◆ **Task description**
Copy out the lines below verbatim, starting at the line with "instances of gray" and ending at the line with "top-left (96, 47), bottom-right (153, 103)", both lines included.

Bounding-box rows
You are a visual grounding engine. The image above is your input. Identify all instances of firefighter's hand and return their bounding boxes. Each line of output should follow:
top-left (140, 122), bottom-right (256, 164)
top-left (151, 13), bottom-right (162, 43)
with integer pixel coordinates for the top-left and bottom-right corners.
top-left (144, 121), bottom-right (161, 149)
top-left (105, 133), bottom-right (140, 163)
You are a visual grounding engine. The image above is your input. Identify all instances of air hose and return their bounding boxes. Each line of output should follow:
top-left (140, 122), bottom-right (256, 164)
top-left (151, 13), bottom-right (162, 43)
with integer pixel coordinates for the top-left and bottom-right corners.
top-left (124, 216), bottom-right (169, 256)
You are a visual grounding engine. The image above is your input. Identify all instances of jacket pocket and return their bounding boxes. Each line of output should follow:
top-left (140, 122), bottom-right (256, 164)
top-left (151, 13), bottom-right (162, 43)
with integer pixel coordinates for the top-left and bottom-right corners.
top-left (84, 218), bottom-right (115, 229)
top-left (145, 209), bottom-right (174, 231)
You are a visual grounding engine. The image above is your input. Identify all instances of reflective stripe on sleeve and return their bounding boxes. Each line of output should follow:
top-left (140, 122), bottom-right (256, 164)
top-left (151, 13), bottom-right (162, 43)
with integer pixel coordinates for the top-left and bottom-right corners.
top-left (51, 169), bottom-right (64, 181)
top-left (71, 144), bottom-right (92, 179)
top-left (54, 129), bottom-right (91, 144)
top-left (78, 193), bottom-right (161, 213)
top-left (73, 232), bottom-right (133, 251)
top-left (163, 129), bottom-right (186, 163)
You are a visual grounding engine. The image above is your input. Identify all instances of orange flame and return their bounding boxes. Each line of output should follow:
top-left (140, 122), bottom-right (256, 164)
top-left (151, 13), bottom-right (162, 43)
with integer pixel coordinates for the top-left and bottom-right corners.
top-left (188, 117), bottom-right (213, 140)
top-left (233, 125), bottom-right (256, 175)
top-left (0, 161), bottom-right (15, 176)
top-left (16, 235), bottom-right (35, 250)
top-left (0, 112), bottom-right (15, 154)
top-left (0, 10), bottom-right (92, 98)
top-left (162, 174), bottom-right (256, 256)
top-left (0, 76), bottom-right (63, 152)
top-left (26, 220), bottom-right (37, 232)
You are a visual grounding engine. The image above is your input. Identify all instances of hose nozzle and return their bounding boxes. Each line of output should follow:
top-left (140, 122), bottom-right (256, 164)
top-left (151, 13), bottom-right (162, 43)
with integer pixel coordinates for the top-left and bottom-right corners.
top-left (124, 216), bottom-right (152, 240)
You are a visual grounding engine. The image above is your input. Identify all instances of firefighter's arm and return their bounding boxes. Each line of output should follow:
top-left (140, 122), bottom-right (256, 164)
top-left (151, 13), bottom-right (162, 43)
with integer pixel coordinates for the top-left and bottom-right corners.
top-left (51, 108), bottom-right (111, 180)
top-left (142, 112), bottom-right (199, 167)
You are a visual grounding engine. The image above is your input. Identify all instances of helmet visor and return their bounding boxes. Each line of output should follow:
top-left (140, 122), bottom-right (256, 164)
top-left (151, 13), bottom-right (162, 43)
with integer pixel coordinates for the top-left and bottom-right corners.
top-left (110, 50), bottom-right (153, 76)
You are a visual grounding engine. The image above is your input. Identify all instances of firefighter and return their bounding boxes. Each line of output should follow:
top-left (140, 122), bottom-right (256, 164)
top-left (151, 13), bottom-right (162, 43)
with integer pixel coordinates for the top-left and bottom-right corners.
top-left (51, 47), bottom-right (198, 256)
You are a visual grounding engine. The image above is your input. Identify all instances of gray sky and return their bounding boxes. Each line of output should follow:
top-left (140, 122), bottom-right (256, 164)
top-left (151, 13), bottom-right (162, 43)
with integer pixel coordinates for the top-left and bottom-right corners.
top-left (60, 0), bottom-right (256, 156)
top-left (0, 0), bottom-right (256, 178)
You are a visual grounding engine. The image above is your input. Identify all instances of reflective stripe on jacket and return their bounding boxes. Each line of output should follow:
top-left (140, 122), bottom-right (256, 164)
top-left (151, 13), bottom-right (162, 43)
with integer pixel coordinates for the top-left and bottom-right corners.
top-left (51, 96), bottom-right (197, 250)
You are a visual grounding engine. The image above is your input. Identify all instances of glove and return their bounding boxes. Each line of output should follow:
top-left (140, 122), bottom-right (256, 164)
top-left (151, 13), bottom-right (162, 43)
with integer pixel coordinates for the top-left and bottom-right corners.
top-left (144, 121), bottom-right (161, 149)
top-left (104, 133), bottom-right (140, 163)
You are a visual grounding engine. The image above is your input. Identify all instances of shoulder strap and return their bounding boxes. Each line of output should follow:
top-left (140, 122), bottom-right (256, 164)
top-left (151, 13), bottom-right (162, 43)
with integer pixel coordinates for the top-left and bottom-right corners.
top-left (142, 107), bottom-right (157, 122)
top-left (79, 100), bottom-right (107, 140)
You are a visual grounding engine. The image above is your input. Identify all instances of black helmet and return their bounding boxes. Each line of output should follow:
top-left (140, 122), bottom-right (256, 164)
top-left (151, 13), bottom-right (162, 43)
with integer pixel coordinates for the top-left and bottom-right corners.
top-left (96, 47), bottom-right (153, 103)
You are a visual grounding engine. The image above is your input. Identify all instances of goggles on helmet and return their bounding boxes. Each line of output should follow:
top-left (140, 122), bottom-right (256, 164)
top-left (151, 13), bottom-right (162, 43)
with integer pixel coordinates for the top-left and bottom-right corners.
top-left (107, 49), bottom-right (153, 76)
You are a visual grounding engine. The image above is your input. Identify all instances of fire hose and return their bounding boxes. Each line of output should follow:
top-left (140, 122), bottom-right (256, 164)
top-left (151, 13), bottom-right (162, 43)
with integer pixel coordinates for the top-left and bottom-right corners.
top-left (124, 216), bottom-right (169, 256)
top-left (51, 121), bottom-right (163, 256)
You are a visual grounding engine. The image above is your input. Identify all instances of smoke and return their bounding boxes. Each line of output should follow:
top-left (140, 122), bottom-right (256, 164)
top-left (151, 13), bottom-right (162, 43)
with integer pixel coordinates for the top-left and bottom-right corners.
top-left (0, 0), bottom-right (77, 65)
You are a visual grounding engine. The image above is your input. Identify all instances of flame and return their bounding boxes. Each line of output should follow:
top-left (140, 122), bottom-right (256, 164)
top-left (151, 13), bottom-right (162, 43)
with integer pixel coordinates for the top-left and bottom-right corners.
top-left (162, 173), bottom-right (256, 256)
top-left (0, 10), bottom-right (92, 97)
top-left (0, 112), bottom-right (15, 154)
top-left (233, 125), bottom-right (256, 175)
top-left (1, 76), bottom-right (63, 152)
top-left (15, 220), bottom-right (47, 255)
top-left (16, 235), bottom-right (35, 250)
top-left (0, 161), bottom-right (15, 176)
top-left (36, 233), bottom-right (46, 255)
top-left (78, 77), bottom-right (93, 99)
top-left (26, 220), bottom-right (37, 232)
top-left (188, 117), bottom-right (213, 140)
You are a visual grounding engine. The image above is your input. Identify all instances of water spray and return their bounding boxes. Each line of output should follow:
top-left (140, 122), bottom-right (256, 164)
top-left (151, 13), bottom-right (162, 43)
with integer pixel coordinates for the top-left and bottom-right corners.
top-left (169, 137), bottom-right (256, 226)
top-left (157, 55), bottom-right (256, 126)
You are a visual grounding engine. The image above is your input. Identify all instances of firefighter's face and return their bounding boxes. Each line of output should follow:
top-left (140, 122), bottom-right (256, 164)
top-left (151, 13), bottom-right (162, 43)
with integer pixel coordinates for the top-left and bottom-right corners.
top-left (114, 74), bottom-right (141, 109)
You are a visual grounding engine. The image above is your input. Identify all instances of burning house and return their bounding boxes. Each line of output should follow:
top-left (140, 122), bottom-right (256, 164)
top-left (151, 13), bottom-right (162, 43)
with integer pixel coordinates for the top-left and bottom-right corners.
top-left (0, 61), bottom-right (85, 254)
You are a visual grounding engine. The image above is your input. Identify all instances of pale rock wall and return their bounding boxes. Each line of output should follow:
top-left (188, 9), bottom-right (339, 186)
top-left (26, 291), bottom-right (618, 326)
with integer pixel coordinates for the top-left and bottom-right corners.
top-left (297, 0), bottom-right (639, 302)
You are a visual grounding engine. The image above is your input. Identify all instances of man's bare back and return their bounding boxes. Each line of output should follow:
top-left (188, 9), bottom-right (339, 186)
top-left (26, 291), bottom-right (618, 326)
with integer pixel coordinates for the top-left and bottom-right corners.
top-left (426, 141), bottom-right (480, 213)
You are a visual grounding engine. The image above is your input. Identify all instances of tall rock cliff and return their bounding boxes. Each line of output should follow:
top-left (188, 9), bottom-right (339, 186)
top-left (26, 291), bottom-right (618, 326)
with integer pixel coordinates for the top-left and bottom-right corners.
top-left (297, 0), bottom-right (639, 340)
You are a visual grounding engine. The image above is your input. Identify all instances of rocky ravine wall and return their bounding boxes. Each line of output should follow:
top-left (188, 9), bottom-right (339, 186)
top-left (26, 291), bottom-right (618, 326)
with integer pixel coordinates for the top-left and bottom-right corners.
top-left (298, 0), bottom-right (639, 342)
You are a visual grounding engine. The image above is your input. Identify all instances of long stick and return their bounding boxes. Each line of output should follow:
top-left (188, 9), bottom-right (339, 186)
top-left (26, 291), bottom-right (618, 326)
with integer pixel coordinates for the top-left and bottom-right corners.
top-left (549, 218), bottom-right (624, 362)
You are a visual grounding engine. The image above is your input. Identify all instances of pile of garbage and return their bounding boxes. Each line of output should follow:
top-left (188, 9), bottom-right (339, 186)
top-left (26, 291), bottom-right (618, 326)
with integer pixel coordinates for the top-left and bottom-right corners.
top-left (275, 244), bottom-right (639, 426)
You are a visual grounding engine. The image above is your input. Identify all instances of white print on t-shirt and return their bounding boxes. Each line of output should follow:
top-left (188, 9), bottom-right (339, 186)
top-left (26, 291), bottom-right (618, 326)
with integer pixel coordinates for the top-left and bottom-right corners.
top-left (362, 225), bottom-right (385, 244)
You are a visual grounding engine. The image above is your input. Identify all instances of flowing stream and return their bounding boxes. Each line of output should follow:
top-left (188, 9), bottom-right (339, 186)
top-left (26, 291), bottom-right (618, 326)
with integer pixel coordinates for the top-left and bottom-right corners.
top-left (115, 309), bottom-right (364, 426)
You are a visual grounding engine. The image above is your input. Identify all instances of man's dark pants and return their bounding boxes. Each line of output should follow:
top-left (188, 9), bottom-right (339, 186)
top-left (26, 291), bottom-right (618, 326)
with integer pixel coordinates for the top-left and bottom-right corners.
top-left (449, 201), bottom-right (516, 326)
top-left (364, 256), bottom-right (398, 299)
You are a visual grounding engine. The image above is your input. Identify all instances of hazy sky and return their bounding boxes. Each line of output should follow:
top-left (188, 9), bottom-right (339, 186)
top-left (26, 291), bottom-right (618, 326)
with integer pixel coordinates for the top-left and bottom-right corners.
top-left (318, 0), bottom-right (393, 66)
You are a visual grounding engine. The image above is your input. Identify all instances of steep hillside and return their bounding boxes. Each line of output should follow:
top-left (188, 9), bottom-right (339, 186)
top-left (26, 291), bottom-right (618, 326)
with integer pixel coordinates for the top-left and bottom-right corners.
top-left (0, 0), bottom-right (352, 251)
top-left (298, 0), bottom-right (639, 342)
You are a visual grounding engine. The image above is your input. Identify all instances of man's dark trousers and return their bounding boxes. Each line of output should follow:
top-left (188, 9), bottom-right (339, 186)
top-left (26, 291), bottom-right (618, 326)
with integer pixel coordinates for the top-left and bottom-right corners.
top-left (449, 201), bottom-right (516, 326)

◆ **Finished exercise**
You are a visual grounding engine. The image above is your input. Identify all instances of gray sky and return their bounding boxes. Each line of output should follow:
top-left (140, 122), bottom-right (256, 164)
top-left (151, 13), bottom-right (162, 43)
with integer pixel coordinates for the top-left and bottom-right corners.
top-left (60, 0), bottom-right (256, 156)
top-left (0, 0), bottom-right (256, 178)
You are a visual grounding engine. The image above is your input. Identify all instances of reflective stripe on jacket and return their bounding boxes. Each line of output should follow:
top-left (140, 122), bottom-right (256, 164)
top-left (151, 13), bottom-right (162, 43)
with integer pixel coordinates for the top-left and bottom-right corners.
top-left (51, 96), bottom-right (197, 250)
You are a visual grounding engine. The image above is your input. Identify all instances of glove and return their bounding boxes. Each line of output should follow:
top-left (140, 122), bottom-right (256, 164)
top-left (151, 13), bottom-right (162, 43)
with integer pixel coordinates for the top-left and bottom-right corners.
top-left (144, 121), bottom-right (161, 149)
top-left (104, 133), bottom-right (140, 163)
You are a visual grounding engine. The image above is your input. Identify all instances of shoulder strap and return their bounding boxes. Each line of output should follow:
top-left (140, 122), bottom-right (256, 164)
top-left (151, 13), bottom-right (162, 43)
with integer pixel coordinates for the top-left and bottom-right corners.
top-left (142, 107), bottom-right (157, 122)
top-left (79, 100), bottom-right (107, 140)
You are a visual grounding engine. The image above is your input. Identify all instances of black helmet and return their bounding boxes. Each line of output should follow:
top-left (140, 122), bottom-right (256, 164)
top-left (151, 13), bottom-right (162, 43)
with integer pixel coordinates for the top-left and bottom-right corners.
top-left (96, 47), bottom-right (153, 103)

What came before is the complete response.